## Task instructions
Your response should contain each line of the data that includes "floor".

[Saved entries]

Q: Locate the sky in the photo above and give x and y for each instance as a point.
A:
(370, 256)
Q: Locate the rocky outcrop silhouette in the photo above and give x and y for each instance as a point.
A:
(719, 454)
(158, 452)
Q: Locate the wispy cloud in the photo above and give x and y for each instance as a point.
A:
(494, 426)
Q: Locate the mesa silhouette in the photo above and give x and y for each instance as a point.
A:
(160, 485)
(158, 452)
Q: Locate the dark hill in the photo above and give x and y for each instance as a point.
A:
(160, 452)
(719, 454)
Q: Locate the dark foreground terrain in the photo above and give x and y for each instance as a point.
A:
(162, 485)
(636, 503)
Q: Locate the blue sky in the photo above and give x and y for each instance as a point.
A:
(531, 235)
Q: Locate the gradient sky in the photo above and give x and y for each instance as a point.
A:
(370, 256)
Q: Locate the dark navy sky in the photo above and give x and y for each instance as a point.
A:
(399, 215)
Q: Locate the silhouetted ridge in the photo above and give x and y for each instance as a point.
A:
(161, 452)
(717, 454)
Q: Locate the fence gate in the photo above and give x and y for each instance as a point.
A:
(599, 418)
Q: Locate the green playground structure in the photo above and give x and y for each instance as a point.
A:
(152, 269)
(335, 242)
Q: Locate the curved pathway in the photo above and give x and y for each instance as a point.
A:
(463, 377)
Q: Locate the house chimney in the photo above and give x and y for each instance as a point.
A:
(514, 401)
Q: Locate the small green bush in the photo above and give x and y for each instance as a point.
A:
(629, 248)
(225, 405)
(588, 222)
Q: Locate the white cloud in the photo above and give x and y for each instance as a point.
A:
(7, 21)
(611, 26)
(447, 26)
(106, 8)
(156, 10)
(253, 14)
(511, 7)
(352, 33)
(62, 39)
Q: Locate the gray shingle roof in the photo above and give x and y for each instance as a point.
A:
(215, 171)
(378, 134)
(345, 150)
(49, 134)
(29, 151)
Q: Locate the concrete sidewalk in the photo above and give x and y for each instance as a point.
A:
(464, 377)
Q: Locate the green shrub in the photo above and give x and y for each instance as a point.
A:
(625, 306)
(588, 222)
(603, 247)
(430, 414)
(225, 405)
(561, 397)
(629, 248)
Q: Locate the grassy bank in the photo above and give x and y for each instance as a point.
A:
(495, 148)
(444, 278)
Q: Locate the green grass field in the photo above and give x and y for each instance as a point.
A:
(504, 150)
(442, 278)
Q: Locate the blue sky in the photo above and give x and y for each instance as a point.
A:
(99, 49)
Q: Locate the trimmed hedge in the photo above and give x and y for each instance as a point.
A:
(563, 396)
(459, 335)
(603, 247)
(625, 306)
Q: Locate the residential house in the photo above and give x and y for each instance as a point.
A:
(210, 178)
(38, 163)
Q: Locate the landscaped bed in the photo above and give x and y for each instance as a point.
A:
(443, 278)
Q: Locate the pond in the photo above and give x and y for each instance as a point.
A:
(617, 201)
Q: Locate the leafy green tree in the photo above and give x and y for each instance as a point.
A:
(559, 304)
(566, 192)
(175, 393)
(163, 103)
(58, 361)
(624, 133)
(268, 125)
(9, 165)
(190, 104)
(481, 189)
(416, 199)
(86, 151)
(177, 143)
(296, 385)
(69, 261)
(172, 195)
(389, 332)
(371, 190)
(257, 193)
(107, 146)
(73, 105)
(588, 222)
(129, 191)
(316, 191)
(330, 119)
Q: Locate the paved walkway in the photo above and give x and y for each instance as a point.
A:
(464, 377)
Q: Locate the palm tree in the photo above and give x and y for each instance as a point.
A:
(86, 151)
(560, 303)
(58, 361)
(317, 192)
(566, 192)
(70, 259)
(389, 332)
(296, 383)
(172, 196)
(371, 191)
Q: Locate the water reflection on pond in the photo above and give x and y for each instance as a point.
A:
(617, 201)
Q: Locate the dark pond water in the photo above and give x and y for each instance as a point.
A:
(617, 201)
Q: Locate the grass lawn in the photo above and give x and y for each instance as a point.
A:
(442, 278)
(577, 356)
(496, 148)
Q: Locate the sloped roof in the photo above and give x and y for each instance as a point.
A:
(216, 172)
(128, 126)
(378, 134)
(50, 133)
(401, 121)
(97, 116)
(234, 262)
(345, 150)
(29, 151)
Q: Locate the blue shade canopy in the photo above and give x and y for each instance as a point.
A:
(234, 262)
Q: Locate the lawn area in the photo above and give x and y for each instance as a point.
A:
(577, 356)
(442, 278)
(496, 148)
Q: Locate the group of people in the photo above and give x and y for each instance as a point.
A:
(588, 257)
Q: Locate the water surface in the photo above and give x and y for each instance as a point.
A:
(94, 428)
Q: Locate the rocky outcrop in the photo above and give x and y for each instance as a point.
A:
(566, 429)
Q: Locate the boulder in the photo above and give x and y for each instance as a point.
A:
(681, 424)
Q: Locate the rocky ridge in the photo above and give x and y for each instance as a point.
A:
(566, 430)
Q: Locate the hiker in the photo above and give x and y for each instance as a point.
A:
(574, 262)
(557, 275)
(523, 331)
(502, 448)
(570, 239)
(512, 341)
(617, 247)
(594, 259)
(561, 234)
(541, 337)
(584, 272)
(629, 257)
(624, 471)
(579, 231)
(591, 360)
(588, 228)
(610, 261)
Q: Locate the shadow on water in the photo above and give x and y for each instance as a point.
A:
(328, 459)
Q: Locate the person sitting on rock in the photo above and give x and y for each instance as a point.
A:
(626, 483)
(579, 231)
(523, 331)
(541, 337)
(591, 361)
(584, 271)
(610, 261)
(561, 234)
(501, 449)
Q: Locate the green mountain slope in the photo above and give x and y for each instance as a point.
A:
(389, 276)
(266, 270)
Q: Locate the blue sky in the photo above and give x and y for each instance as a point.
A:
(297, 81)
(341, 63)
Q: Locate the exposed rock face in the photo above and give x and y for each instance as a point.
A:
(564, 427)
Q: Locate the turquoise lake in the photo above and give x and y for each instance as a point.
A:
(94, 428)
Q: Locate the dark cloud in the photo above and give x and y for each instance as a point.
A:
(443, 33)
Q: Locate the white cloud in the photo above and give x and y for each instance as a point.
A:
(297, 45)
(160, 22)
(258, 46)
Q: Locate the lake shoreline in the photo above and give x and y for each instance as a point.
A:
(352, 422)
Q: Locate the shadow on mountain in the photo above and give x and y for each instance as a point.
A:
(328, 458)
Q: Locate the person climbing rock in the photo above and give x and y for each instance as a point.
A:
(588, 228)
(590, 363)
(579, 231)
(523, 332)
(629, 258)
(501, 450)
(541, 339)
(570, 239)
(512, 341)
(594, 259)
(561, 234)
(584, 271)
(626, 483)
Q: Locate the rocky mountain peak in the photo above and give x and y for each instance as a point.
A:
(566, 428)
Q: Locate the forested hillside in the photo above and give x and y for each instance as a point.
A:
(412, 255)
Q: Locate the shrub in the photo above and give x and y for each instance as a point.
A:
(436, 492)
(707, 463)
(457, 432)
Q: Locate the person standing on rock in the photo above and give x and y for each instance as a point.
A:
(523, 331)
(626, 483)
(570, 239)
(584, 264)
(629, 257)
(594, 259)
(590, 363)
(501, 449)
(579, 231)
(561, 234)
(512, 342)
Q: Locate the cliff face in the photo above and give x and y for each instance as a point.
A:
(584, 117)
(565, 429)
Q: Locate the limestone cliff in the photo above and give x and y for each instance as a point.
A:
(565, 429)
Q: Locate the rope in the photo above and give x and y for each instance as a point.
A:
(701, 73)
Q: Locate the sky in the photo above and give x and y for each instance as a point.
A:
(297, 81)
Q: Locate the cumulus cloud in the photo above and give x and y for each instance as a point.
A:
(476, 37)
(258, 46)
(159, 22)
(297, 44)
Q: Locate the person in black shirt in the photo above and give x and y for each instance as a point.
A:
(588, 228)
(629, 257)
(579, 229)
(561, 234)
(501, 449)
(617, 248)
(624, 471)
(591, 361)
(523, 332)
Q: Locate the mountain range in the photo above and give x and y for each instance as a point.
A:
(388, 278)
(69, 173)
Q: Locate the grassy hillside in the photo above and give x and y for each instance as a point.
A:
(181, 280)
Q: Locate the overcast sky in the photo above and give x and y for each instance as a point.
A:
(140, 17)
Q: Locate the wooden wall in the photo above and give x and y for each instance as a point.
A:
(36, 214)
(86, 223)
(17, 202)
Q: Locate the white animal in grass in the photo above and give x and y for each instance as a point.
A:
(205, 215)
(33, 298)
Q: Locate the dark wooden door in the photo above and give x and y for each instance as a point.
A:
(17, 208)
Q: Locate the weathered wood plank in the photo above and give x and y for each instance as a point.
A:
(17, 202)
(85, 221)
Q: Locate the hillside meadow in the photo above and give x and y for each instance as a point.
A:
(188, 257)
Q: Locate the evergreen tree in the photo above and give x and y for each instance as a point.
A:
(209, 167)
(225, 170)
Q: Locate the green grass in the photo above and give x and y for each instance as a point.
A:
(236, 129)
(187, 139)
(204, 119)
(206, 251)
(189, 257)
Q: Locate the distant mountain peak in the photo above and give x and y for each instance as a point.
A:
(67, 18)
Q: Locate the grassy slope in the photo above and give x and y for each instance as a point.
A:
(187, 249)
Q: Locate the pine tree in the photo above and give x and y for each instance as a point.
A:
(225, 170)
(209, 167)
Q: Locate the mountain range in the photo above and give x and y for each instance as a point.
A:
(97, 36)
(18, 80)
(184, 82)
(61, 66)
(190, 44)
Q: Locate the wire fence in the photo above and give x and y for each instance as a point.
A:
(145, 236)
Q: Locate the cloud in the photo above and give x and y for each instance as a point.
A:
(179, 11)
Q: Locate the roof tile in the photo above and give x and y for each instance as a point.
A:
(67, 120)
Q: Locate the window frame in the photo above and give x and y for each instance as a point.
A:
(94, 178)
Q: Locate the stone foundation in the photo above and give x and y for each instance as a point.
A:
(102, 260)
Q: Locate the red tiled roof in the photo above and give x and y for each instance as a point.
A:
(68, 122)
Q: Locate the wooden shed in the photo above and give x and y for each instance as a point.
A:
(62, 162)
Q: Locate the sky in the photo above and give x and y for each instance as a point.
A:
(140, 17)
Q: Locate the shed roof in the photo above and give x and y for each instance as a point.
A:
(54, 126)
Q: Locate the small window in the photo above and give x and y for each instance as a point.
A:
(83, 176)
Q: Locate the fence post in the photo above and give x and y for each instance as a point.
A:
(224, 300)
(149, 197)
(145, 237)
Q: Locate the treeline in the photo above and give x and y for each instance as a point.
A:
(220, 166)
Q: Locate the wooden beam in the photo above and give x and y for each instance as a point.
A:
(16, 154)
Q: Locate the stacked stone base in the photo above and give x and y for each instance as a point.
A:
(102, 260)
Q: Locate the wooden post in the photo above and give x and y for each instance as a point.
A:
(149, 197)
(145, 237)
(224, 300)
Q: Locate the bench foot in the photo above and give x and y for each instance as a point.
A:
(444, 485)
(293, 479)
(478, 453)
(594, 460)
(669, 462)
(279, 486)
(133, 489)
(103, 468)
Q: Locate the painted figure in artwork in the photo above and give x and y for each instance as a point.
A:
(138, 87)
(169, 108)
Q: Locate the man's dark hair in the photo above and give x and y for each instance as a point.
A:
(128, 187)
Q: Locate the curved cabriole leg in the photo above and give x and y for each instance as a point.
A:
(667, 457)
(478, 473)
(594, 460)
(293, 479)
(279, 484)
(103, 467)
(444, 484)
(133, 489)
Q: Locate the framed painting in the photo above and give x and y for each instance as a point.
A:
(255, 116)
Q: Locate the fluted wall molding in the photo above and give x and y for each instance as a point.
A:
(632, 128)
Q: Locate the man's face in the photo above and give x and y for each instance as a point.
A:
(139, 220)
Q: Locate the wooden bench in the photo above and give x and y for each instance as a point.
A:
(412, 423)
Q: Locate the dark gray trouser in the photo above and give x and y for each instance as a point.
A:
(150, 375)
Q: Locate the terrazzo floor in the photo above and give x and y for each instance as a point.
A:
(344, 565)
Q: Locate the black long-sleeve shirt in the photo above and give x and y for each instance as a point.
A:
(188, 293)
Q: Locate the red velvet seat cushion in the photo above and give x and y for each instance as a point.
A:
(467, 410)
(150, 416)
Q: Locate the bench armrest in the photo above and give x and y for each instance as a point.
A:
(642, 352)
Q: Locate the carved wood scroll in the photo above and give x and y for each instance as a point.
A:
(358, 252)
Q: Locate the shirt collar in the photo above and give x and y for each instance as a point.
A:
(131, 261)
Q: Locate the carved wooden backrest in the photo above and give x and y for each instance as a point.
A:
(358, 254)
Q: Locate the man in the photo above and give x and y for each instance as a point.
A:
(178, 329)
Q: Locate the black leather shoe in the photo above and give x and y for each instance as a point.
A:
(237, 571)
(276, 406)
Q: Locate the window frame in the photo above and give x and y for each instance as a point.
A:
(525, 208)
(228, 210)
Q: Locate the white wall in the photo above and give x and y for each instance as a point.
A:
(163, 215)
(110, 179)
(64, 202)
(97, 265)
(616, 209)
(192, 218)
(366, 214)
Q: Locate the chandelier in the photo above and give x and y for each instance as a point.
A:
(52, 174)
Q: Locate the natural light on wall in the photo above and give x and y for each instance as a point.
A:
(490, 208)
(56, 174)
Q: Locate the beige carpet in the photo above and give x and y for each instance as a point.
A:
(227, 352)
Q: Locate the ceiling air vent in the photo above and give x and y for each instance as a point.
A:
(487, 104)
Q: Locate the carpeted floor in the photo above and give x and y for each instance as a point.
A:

## Finished exercise
Q: Locate the terrazzo floor in the photo above and give x and y for each instance as a point.
Q: Locate the carpeted floor in the photo above and give x and y for each instance as a point.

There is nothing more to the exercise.